>> begin Material for this task

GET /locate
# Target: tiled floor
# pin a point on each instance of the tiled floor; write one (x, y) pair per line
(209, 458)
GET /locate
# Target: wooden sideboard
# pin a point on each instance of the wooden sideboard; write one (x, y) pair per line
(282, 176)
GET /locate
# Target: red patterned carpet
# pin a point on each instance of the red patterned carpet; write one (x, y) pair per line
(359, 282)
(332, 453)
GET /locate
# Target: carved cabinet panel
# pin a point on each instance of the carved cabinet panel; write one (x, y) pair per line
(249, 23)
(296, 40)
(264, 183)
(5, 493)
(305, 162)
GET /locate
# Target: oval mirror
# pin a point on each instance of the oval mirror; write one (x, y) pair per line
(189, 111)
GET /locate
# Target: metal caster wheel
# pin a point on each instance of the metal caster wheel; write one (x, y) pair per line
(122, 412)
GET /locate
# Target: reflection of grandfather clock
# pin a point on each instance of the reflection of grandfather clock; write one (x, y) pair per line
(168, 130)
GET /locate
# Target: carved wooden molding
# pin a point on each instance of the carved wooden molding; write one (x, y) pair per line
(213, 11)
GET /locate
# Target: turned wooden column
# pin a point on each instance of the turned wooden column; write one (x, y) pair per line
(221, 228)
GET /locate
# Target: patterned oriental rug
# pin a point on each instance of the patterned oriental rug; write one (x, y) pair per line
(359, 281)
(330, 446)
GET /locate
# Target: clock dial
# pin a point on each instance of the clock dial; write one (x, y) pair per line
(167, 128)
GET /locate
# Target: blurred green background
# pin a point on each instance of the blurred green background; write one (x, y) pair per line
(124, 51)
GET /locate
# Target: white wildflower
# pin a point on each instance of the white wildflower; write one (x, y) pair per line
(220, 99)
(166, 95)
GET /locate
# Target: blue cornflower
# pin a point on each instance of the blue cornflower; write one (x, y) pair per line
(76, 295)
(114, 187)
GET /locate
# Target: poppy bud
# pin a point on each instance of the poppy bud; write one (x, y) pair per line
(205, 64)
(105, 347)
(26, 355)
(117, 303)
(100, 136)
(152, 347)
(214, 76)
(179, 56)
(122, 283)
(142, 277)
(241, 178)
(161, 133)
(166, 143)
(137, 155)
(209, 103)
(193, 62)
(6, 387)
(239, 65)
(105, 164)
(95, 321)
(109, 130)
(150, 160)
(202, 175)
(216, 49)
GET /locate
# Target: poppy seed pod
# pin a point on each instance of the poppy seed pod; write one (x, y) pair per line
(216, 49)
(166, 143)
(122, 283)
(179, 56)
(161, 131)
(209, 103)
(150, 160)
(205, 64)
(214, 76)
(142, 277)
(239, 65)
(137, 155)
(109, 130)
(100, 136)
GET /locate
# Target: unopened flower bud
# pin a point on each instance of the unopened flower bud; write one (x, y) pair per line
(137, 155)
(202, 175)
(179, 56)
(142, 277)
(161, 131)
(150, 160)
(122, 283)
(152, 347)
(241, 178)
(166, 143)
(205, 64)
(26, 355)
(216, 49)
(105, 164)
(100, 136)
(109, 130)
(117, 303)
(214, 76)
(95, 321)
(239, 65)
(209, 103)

>> end Material for this task
>> begin Material for this task

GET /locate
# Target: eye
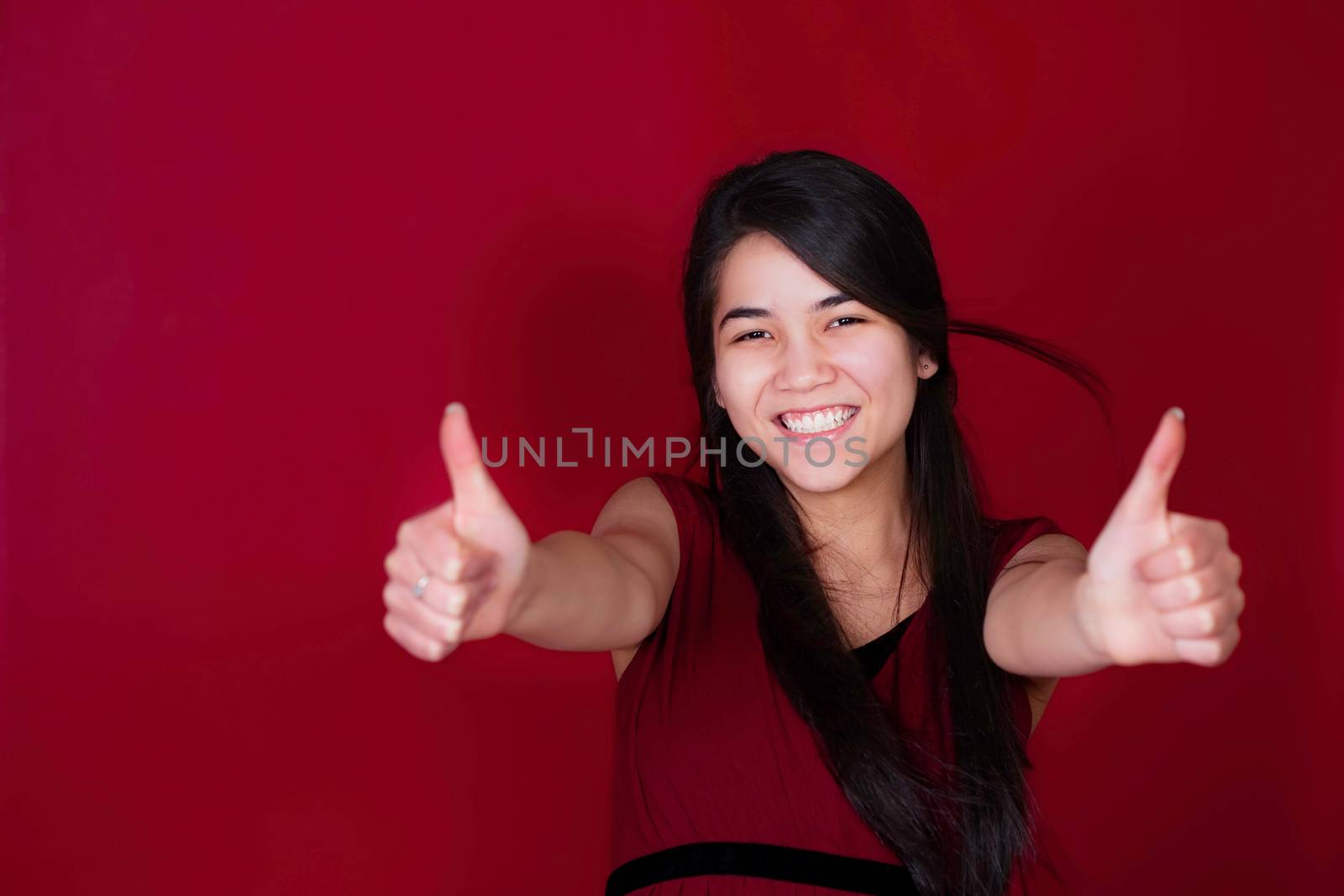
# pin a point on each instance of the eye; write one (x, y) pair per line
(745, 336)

>> end Material for this task

* Given request *
How many lines in the listing contain the string "dial"? Case matters. Reply with the number alone.

* Completed task *
2